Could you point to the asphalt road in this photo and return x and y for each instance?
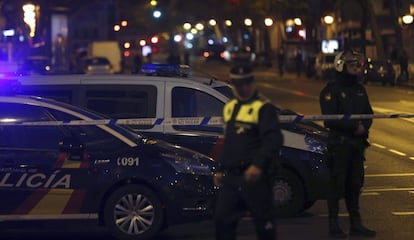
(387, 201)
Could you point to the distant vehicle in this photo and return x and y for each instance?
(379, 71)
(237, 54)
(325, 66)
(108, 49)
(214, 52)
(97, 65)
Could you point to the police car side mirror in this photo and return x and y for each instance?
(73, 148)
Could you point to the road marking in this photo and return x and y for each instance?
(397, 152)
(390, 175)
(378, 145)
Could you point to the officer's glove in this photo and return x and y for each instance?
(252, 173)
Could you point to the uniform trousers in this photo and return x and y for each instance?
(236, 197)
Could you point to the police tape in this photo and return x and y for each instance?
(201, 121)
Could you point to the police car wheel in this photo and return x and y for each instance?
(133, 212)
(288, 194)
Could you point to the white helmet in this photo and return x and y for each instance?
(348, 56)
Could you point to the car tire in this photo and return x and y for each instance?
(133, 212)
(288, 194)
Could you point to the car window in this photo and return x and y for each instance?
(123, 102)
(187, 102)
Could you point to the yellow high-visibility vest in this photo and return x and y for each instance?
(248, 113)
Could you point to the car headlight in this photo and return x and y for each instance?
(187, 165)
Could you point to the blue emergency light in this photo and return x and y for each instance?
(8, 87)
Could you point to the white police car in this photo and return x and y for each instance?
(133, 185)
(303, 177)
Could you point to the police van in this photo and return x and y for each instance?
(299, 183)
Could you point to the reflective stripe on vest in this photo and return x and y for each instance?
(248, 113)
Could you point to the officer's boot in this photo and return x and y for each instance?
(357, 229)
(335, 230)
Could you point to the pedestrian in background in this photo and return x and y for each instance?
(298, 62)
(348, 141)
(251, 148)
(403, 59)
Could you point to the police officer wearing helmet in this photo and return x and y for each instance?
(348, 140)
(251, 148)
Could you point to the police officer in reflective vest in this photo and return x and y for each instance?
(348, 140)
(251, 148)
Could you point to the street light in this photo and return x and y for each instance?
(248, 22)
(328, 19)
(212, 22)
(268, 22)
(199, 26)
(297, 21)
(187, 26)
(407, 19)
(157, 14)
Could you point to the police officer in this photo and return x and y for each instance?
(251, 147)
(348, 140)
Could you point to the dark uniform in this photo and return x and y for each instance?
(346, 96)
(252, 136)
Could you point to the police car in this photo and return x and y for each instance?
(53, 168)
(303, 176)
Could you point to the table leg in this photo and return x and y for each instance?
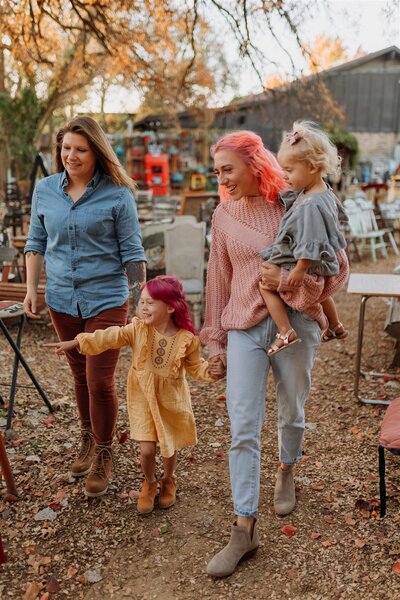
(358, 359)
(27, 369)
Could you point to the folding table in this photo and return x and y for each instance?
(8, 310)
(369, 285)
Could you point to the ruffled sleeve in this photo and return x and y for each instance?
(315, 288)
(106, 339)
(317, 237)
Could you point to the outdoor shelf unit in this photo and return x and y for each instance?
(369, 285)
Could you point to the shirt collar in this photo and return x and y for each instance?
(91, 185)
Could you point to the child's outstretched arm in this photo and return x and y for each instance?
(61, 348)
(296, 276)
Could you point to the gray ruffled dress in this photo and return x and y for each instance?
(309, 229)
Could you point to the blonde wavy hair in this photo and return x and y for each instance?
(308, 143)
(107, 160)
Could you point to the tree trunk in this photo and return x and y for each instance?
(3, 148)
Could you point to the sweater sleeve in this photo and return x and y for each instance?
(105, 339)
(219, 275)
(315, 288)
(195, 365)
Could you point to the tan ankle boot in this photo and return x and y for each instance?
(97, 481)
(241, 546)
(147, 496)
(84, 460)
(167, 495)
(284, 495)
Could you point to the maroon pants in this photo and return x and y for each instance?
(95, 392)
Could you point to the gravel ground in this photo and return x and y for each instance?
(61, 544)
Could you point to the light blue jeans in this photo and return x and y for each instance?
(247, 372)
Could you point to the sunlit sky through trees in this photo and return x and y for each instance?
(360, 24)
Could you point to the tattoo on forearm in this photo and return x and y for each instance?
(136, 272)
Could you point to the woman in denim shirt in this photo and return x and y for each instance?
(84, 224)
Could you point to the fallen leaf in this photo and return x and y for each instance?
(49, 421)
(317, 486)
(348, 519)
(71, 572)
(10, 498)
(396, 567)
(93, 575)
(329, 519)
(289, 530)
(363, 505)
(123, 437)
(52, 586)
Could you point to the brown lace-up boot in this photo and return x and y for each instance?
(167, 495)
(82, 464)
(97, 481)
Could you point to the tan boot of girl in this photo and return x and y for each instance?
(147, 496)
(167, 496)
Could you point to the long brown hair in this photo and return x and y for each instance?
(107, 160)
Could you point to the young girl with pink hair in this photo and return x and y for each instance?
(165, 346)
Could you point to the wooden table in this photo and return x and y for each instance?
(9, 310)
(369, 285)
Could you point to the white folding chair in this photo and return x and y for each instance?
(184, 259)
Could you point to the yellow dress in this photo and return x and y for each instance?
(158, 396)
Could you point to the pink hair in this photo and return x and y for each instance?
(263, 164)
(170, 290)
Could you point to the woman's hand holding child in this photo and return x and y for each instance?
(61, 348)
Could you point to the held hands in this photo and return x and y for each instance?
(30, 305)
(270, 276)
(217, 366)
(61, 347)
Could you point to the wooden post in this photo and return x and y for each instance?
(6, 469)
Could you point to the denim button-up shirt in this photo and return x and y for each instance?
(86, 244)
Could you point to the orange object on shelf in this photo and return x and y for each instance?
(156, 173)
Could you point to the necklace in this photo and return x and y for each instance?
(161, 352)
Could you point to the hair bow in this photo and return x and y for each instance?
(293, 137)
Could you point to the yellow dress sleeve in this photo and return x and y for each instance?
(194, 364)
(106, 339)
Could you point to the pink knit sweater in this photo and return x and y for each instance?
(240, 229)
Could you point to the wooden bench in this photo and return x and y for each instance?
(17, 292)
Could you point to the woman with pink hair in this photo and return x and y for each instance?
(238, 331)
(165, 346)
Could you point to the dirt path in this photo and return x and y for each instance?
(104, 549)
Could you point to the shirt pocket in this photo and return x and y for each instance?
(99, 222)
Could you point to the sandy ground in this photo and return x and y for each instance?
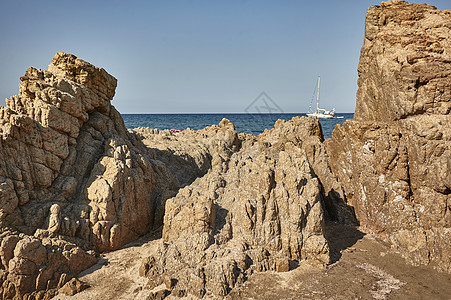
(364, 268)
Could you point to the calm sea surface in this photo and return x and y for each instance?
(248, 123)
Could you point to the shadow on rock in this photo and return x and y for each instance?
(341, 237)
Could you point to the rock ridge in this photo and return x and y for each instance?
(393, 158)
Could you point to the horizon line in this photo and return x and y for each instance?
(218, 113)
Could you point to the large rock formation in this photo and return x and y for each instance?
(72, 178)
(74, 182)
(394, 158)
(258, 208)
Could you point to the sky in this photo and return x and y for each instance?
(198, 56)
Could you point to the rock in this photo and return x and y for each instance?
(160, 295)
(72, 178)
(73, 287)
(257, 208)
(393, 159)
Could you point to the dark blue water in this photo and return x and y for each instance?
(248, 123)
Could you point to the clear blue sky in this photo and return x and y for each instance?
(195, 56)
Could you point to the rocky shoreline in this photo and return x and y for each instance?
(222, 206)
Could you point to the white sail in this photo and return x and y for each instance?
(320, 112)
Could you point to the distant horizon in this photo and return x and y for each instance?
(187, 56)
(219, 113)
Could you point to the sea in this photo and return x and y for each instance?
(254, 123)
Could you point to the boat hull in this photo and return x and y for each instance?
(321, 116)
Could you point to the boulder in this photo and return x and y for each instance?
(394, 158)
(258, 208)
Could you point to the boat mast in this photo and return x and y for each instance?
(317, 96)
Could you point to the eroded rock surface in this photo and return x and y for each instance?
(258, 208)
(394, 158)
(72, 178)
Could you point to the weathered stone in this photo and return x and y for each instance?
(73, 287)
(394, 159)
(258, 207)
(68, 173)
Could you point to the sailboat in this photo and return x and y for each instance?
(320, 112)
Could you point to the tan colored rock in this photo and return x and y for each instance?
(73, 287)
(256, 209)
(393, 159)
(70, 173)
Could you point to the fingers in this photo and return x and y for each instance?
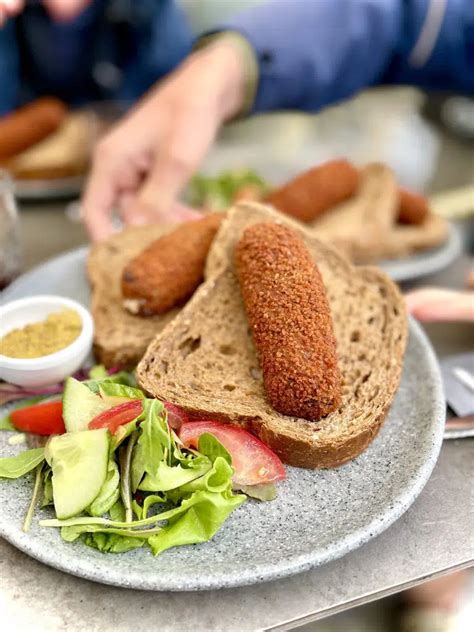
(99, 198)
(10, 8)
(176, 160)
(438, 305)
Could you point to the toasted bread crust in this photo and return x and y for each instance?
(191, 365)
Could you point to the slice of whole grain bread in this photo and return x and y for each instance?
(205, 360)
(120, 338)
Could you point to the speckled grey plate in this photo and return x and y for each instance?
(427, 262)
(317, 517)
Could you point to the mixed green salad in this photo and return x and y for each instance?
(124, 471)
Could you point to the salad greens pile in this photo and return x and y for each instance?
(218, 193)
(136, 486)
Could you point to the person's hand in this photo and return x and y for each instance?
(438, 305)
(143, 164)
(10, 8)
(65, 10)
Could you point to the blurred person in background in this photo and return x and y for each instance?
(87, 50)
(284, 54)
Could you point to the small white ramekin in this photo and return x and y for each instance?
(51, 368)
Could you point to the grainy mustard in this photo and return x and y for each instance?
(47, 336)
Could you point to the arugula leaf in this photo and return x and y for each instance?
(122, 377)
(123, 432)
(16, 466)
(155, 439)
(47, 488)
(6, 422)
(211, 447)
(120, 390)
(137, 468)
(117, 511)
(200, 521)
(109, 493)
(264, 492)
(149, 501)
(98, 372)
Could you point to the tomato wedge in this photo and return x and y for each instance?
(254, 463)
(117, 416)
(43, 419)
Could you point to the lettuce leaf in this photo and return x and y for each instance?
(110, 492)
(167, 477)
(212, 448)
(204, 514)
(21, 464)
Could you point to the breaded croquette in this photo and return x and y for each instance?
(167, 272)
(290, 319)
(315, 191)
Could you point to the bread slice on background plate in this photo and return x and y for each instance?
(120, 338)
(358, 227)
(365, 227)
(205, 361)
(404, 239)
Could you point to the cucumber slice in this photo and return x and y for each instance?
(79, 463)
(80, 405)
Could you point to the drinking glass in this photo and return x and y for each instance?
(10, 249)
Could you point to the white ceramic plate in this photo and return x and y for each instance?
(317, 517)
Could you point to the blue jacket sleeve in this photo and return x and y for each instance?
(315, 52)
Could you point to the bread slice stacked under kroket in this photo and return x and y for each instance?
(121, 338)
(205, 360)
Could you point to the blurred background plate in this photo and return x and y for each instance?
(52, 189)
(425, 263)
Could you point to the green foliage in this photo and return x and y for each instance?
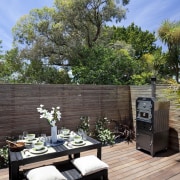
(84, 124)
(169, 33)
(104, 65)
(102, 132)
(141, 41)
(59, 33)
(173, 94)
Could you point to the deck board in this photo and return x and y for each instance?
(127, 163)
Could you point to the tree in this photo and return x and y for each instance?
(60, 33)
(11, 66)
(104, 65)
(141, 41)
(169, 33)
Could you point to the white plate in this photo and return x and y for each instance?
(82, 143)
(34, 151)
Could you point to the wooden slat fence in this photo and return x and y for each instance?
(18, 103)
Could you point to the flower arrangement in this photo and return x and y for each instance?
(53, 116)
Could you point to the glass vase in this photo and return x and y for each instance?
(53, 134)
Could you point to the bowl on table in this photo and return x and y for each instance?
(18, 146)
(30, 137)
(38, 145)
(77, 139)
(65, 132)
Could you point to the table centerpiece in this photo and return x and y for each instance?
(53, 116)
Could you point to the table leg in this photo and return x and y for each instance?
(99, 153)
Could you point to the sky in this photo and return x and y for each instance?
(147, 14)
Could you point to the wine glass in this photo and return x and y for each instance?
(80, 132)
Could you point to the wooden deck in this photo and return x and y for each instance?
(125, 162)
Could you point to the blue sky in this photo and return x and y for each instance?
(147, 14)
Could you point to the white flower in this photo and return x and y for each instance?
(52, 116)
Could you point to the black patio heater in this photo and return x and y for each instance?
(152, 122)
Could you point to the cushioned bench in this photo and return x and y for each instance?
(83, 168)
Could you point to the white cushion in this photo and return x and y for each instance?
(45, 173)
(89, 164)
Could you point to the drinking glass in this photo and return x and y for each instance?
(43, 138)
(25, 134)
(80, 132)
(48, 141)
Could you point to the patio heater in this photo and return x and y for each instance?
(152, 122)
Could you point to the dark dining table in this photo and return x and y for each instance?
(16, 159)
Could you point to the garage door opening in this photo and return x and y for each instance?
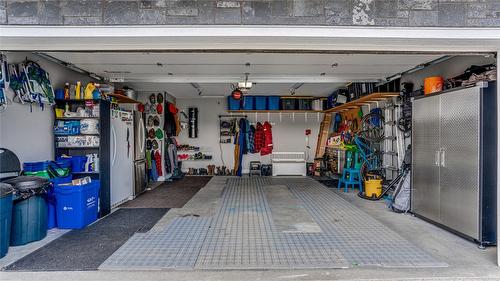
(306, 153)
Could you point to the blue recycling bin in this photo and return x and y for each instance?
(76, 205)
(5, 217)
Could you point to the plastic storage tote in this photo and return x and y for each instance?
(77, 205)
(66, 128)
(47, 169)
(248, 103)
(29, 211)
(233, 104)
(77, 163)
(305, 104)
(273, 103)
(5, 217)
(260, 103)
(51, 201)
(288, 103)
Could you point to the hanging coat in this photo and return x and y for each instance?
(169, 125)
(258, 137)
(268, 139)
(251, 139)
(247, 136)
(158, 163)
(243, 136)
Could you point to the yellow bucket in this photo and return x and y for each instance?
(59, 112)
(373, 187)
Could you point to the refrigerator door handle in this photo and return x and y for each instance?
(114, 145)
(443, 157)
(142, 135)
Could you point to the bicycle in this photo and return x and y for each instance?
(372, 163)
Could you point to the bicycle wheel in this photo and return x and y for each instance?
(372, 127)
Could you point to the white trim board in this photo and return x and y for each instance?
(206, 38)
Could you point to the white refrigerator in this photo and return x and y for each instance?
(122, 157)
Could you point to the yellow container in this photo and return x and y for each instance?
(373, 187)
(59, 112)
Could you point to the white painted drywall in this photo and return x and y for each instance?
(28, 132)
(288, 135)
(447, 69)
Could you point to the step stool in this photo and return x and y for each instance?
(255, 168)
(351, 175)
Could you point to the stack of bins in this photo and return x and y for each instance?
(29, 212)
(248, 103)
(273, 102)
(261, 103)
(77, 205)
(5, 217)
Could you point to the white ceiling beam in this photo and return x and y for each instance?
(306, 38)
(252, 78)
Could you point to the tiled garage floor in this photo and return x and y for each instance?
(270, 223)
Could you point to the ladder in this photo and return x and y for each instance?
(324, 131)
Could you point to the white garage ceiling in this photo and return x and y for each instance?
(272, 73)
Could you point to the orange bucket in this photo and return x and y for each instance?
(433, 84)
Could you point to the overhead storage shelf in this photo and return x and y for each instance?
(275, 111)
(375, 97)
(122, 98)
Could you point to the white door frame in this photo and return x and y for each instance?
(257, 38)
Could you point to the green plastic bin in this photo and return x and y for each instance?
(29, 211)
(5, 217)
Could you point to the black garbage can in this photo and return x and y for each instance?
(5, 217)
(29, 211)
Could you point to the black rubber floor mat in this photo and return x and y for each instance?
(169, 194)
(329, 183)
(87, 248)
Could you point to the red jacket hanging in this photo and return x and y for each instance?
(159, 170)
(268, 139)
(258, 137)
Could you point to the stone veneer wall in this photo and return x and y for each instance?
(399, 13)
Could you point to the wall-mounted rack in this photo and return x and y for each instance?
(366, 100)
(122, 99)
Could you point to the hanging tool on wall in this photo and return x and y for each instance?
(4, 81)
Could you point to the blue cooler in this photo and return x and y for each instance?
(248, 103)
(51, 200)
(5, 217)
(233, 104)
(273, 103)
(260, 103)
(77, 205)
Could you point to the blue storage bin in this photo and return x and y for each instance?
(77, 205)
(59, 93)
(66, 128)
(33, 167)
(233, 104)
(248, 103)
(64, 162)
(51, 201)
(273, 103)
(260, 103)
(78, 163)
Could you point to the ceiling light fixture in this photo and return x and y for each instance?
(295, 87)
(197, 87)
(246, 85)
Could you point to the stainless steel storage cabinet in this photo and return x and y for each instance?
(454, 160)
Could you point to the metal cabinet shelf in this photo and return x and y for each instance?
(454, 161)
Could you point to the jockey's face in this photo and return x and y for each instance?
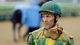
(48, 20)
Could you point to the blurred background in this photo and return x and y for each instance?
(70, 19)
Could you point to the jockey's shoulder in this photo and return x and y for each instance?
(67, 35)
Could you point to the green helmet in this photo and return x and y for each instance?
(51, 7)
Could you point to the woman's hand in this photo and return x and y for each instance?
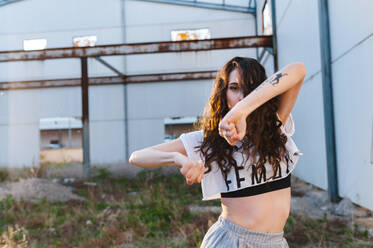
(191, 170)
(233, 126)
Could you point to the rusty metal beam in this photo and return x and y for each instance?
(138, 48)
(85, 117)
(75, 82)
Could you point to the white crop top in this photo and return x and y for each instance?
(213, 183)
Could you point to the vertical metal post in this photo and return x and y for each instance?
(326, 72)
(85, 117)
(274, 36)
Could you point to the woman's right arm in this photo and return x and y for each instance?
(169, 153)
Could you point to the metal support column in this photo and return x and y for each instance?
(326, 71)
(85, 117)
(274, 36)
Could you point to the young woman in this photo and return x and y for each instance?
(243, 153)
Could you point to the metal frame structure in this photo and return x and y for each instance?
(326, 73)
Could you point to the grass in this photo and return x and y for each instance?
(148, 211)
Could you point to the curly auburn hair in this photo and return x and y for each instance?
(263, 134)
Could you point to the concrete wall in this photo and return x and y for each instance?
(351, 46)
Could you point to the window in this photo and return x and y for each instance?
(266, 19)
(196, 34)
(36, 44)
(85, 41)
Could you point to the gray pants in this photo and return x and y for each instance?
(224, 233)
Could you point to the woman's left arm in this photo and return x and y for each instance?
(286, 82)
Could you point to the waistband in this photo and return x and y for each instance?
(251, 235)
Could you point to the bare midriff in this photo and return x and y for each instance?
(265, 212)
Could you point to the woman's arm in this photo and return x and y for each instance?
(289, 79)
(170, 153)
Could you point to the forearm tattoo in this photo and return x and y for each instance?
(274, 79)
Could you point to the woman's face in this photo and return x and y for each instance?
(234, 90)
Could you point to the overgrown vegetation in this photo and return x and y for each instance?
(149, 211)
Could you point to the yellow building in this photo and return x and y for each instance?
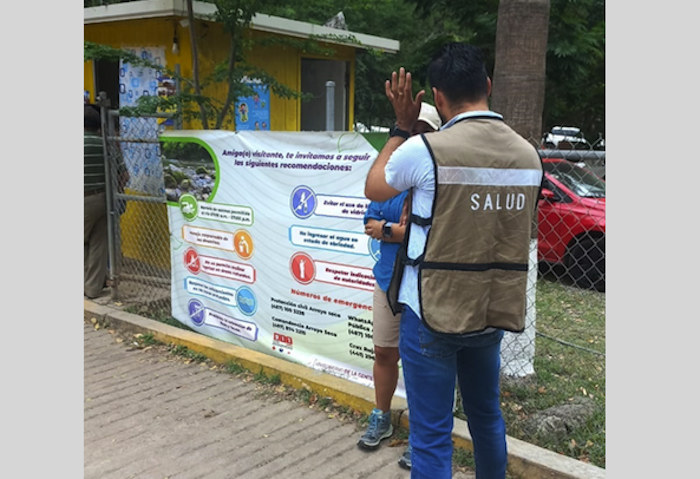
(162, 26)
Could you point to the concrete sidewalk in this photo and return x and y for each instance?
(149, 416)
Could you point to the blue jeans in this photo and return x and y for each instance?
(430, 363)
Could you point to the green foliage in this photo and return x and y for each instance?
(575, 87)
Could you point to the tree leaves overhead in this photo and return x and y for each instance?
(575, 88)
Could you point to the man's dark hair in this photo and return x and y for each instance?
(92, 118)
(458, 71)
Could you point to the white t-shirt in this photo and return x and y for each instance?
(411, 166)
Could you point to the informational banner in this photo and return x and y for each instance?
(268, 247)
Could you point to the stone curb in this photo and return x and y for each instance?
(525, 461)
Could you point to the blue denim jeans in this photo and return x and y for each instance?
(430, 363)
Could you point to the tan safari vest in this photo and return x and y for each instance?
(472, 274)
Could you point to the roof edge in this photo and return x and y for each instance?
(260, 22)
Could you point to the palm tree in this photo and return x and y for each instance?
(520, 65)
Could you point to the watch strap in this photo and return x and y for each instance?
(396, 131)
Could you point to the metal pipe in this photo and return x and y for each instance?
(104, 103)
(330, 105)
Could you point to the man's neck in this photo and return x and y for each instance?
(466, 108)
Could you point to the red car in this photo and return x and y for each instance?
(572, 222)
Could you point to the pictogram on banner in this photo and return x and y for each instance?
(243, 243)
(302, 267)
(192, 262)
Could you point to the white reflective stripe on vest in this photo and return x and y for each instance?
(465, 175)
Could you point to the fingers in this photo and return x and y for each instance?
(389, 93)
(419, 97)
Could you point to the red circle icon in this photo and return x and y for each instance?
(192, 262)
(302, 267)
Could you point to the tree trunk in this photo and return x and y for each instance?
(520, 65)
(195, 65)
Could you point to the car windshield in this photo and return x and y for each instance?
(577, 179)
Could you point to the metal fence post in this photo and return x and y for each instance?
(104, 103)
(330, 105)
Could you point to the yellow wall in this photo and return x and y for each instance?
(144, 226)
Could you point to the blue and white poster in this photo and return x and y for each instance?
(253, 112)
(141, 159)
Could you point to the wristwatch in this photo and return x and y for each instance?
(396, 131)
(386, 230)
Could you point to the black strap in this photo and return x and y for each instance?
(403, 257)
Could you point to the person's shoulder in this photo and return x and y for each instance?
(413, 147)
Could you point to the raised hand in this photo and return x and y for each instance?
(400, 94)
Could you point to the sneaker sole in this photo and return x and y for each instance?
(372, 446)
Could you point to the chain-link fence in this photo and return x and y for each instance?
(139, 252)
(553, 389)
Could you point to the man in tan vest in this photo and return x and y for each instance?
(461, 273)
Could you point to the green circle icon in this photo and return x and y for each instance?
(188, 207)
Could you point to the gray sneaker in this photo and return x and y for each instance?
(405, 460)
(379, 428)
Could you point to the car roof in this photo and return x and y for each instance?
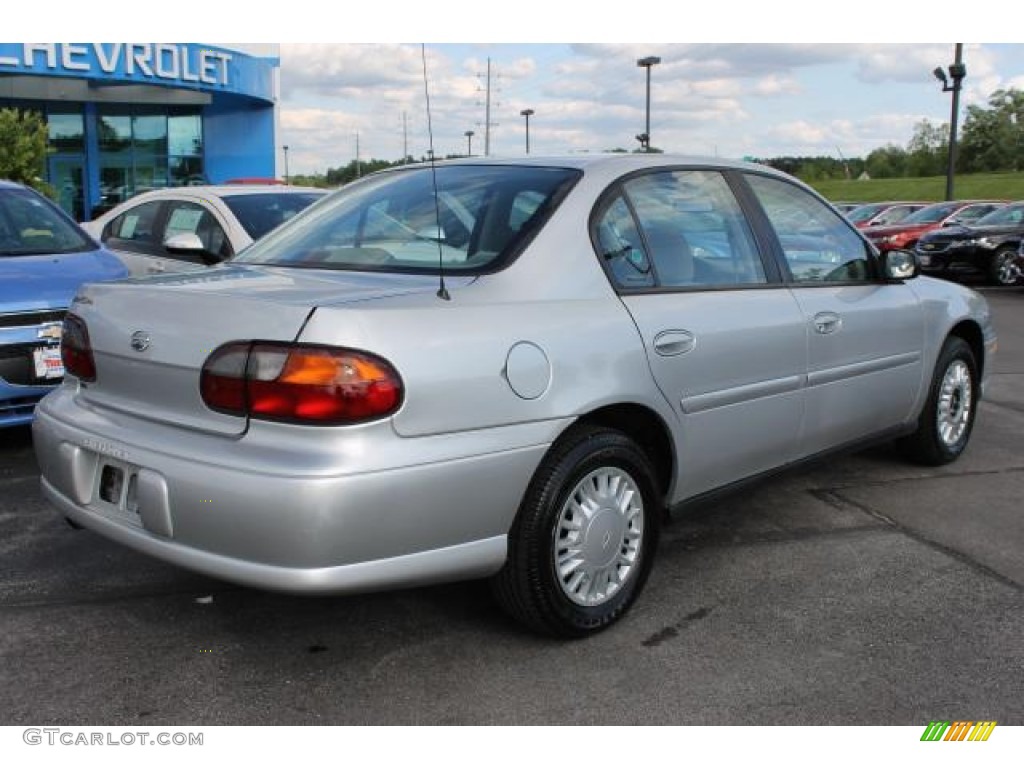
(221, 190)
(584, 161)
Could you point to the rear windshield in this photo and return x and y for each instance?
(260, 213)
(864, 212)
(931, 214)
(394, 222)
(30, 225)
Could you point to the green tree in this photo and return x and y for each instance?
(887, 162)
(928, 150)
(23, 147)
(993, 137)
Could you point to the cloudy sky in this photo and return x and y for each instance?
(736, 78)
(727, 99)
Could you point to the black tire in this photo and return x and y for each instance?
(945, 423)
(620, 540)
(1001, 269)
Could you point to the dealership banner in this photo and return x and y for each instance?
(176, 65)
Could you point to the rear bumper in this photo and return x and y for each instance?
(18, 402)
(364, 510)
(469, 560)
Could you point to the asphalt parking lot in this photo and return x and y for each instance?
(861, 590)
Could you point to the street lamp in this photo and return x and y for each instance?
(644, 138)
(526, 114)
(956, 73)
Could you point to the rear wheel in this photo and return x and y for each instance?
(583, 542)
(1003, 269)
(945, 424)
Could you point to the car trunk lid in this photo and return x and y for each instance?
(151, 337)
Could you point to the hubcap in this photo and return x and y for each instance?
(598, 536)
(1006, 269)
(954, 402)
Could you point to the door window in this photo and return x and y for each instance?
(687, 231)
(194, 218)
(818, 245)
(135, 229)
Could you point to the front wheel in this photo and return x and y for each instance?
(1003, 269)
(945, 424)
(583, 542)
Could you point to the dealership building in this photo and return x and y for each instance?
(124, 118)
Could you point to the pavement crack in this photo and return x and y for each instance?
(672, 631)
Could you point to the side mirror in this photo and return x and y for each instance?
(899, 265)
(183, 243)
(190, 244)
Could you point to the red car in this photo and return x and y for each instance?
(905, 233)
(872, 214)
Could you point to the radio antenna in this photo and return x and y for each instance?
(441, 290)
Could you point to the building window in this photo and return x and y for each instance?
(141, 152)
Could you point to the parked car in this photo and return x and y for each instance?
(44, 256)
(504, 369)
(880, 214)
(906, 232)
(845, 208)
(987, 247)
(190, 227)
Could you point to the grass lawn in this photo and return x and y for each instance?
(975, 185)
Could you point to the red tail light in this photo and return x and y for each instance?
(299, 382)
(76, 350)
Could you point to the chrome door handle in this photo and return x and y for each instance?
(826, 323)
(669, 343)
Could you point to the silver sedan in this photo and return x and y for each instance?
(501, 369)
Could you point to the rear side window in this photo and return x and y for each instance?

########################################

• [What is required]:
Copy exactly, word for word, the line with "Could you point to the hubcap" through the final line of the listing.

• [Solution for this exercise]:
Could you point to the hubcap in this photo and return x and y for each instance?
(598, 536)
(1006, 269)
(954, 402)
Could you point to the door window in this photo and return x and y for each instance?
(687, 231)
(194, 218)
(818, 245)
(135, 229)
Could you point to the front wheel in this photo and return x and y for each instance?
(1003, 269)
(945, 424)
(583, 542)
Could you point to the dealership building in this photo and return x and y for each instance?
(124, 118)
Could you point to the pavement crack in this photo and return x and y for each instance?
(672, 631)
Could you point to the side mirror in this photo and return x and y for each instance?
(899, 265)
(183, 243)
(190, 244)
Could you point to the red car in this photo and return x and y for each instance?
(905, 233)
(872, 214)
Could you point to the radio antenna in this photo and return x and y for each instance?
(441, 290)
Could you point to the building window in this photo and return x and y for each instance?
(141, 152)
Could you point to the parked car in this photo and return x and y for each instance?
(44, 256)
(504, 369)
(880, 214)
(906, 232)
(845, 208)
(987, 247)
(190, 227)
Could you point to the grass lawn in this photo and return x and y for each instance?
(975, 185)
Could you point to the red tail light in this photo and return x and y for each instance?
(299, 382)
(76, 350)
Could you point to the chrome door handle in this photo and return x and y for each instance?
(826, 323)
(669, 343)
Could you point to the silver sedan in this photo and return x and y for each instance?
(501, 369)
Could you point to the rear side window in this photo and return x and y for each instance?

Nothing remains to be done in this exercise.